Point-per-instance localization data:
+---+
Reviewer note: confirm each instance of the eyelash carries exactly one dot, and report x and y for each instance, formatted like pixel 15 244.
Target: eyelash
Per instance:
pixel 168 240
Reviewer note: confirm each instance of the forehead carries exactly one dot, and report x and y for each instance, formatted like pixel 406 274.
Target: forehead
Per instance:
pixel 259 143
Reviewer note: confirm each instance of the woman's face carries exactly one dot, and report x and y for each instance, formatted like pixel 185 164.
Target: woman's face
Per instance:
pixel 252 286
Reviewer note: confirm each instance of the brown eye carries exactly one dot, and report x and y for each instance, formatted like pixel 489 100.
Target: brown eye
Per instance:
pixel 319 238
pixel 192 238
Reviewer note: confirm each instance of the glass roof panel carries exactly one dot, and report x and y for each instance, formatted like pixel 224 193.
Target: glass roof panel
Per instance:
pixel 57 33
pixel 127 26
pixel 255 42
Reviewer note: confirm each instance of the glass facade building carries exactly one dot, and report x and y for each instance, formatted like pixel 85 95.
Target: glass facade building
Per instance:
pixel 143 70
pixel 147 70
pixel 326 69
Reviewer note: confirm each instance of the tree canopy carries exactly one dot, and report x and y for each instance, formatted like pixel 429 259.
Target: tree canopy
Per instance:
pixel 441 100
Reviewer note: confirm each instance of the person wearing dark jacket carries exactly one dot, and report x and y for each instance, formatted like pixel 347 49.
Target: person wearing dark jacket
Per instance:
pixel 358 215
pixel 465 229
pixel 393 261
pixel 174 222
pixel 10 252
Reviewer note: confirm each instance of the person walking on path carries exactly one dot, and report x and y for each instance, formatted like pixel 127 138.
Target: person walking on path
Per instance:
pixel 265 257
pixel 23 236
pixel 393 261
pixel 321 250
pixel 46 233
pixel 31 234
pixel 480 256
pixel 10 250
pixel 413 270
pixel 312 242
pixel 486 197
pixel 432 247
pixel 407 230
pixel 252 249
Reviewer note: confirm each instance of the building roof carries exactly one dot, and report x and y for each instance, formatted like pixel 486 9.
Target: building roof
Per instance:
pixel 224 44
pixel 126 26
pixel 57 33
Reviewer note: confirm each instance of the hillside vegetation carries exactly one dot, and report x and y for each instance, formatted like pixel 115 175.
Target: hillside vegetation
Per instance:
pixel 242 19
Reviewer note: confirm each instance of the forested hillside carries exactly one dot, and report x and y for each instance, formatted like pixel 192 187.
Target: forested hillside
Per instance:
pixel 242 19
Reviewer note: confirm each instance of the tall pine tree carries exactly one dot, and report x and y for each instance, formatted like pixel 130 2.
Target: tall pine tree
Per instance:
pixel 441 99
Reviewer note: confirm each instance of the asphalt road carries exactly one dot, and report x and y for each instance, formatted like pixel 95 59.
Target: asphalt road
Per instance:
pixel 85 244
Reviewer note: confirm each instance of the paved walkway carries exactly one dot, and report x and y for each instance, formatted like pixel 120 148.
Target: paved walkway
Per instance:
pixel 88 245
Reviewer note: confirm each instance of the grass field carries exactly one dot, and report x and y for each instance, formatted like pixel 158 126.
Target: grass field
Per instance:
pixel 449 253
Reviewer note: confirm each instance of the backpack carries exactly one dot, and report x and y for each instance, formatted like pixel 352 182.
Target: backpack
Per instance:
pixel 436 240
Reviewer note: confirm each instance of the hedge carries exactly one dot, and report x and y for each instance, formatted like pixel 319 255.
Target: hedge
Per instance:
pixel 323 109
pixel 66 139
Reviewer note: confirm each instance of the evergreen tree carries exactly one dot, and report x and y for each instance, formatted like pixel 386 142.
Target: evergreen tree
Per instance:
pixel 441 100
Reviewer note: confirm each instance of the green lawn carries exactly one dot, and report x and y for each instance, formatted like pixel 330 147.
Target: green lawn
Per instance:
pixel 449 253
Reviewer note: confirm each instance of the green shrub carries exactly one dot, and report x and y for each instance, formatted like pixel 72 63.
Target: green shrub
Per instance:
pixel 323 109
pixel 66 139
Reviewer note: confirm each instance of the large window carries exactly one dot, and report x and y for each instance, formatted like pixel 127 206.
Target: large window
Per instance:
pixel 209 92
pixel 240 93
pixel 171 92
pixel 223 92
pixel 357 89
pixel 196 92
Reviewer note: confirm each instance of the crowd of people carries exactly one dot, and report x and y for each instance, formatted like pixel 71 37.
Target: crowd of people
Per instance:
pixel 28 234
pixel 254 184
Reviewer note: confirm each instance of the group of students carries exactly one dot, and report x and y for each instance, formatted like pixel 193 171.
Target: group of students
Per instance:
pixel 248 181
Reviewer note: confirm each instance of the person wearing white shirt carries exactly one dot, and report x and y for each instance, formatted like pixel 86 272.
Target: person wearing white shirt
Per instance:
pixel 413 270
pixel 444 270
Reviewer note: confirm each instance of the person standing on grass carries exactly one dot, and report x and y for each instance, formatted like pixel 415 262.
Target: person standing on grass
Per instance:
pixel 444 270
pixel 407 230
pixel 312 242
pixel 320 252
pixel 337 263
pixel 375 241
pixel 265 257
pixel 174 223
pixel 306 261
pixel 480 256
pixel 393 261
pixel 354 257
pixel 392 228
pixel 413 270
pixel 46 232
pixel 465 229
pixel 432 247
+---+
■ **Exercise aim**:
Among the lines above, show every one that contains the string "hedge".

■ **Result for this exercise**:
Reviewer note: confirm each instance of the hedge carries exactly one dot, and report x and y for each instance, formatted like pixel 319 255.
Target: hedge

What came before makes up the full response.